Выбранный отрывок —
▬▬▬

Коротко так и не вышло. Все равно пришлось объяснять. Пришлось сказать, что это только кажется, будто читать умеют все, кто знает кириллические буквы и умеет складывать их в слова. Что, по моим наблюдениям, людей, способных воспринимать текст на уровне не только отдельных слов или словосочетаний, но и цельного высказывания, становится все меньше и меньше. Все меньше и меньше становится людей, умеющих воспринимать индивидуальную интонацию и порядок слов в предложении как содержательную категорию.
И это не только мое наблюдение. Как-то я провел вечер в обществе двух школьных учителей. Словесник жаловался, что большинству нынешних подростков совершенно невозможно объяснить, в чем прелесть, например, прозы Гоголя. Они, видите ли, воспринимают текст лишь с точки зрения конкретного сообщения — информации, внеположной художественным задачам. Им надо непременно знать «о чем». Если это сразу же не понятно, любой текст воспринимается как смертная тоска и вообще отстой.
Математик сказал, что да, с подобной проблемой сталкивается и он. «Как это? — удивились мы со словесником. — Математика же вроде как точная дисциплина. Какой уж там порядок слов?» «Не скажите, — ответил математик. — В последние годы я все чаще и чаще замечаю, что некоторые ученики, причем вовсе не тупые, с большим трудом понимают условие задачи. Им необычайно трудно воспринять смысл более чем одного предложения. Я давно заметил, что условие задачи гораздо легче понимают те, кто читает книжки. А с этим, как я понял, большие проблемы».
Я не учитель. Я автор. И я все чаще замечаю, что очень многие воспринимают любой текст лишь на уровне отдельных слов. Более того, многие всерьез убеждены, что бывают слова хорошие или плохие сами по себе. Мне приходилось слышать что-то вроде того, что бывают «пошлые слова». Под «пошлым» очень часто понимается «неприличное», хотя хорошо известно, что пошлым как раз чаще всего оказывается именно «приличное». Приходилось ли тебе, читатель, слышать нечто вроде того, что «это хороший анекдот, но пошлый»? Я уверен, что да, приходилось. И довольно часто. Хотя, если задуматься над этой расхожей формулой, нельзя не задаться законным вопросом: «Так хороший он или все-таки пошлый?» Что-нибудь одно.
Дело, разумеется, не в том, какие слова используются в тексте. Дело лишь в их уместности в данном контексте. Дело лишь в их точности и мотивированности. Людям, привыкшим воспринимать текст не как осмысленный порядок слов, а как их случайный набор, объяснить это затруднительно. Эти люди из любого текста выуживают лишь слова, кажущиеся им ключевыми, концентрированным содержанием всего текста вообще.
Выбор этих «ключевых» слов или в лучшем случае словосочетаний осуществляется в буквальном соответствии с известной поговоркой «у кого чего болит». «Болит» — в данном случае слово вполне точное, потому что болевые точки у каждого индивида либо социальной группы разные.

▬▬▬

Задания для выполнения —
1. Определите, согласуются ли с отрывком утверждения (а), (б) и (в), и подтвердите каждый ответ «да» или «нет» точной цитатой из отрывка. (а) Словесник жаловался, что подросткам трудно объяснить прелесть прозы Гоголя. (б) По словам математика, с условием задачи с трудом справляются только тупые ученики. (в) Рассказчик называет себя учителем.
2. Выведите из отрывка без изменений часть между словами «И это не только» и «и вообще отстой.» включительно.
Список здесь никакой роли не играет.

Исходные материалы —

▬▬▬

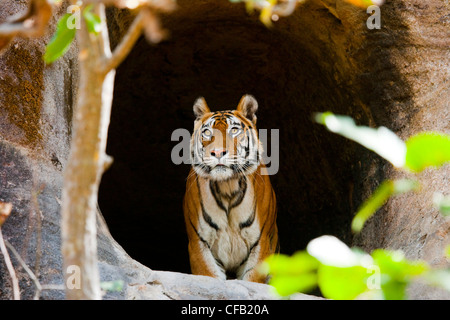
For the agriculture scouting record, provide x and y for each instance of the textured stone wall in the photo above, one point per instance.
(322, 57)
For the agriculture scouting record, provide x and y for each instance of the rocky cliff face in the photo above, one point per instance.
(322, 57)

▬▬▬

Полные ответы —
1.
(а) Да: «Словесник жаловался, что большинству нынешних подростков совершенно невозможно объяснить, в чем прелесть, например, прозы Гоголя».
(б) Нет: «некоторые ученики, причем вовсе не тупые, с большим трудом понимают условие задачи».
(в) Нет: «Я не учитель. Я автор».

2.
И это не только мое наблюдение. Как-то я провел вечер в обществе двух школьных учителей. Словесник жаловался, что большинству нынешних подростков совершенно невозможно объяснить, в чем прелесть, например, прозы Гоголя. Они, видите ли, воспринимают текст лишь с точки зрения конкретного сообщения — информации, внеположной художественным задачам. Им надо непременно знать «о чем». Если это сразу же не понятно, любой текст воспринимается как смертная тоска и вообще отстой.